[Raw records]
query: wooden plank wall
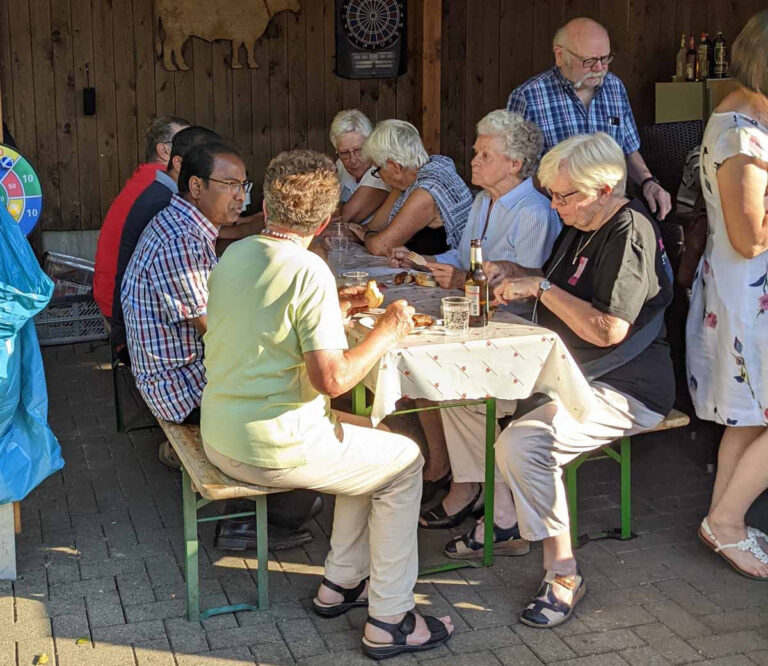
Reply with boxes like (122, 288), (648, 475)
(441, 0), (765, 177)
(0, 0), (420, 230)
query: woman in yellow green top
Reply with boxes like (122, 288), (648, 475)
(201, 150), (454, 658)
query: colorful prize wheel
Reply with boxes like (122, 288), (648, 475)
(0, 144), (43, 236)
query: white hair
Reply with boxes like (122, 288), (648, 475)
(363, 120), (429, 169)
(330, 109), (373, 148)
(539, 132), (627, 197)
(477, 109), (544, 178)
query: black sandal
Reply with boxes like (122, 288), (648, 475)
(363, 611), (453, 659)
(419, 487), (483, 530)
(312, 578), (368, 617)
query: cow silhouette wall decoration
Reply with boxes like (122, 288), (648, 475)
(154, 0), (301, 72)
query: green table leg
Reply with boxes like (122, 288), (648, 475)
(483, 398), (496, 567)
(181, 467), (200, 622)
(620, 437), (632, 539)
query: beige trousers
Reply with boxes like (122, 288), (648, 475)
(441, 382), (664, 541)
(204, 415), (424, 617)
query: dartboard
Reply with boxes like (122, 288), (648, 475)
(343, 0), (404, 51)
(0, 144), (43, 234)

[Directions]
Please reproduce all of the rows above word for word, leaving out the pictures.

[Solution to the problem]
query: wooden plank wall
Reply with boxes like (122, 288), (648, 475)
(441, 0), (765, 177)
(0, 0), (420, 230)
query: woman in yellow green top
Reply with boxes like (122, 288), (648, 475)
(201, 150), (454, 658)
query: colorful prize wheel
Reply with boxes like (122, 288), (648, 475)
(0, 144), (43, 236)
query: white hair
Reply with boxes like (122, 288), (648, 475)
(363, 120), (429, 169)
(330, 109), (373, 148)
(539, 132), (627, 197)
(477, 109), (544, 178)
query: black sandal
Reply with boxes like (122, 288), (648, 475)
(363, 611), (453, 659)
(419, 487), (483, 530)
(312, 578), (368, 617)
query: cow silhouette wall decoration
Reply with boxes like (122, 288), (648, 475)
(154, 0), (301, 72)
query: green table leg
Reply with boxes like (122, 288), (648, 475)
(483, 398), (496, 567)
(181, 467), (200, 622)
(620, 437), (632, 539)
query: beige trousers
Reply with boxes like (122, 288), (648, 475)
(441, 382), (664, 541)
(204, 415), (424, 617)
query: dartboard
Reply with boxes like (122, 288), (648, 475)
(343, 0), (404, 51)
(0, 144), (43, 234)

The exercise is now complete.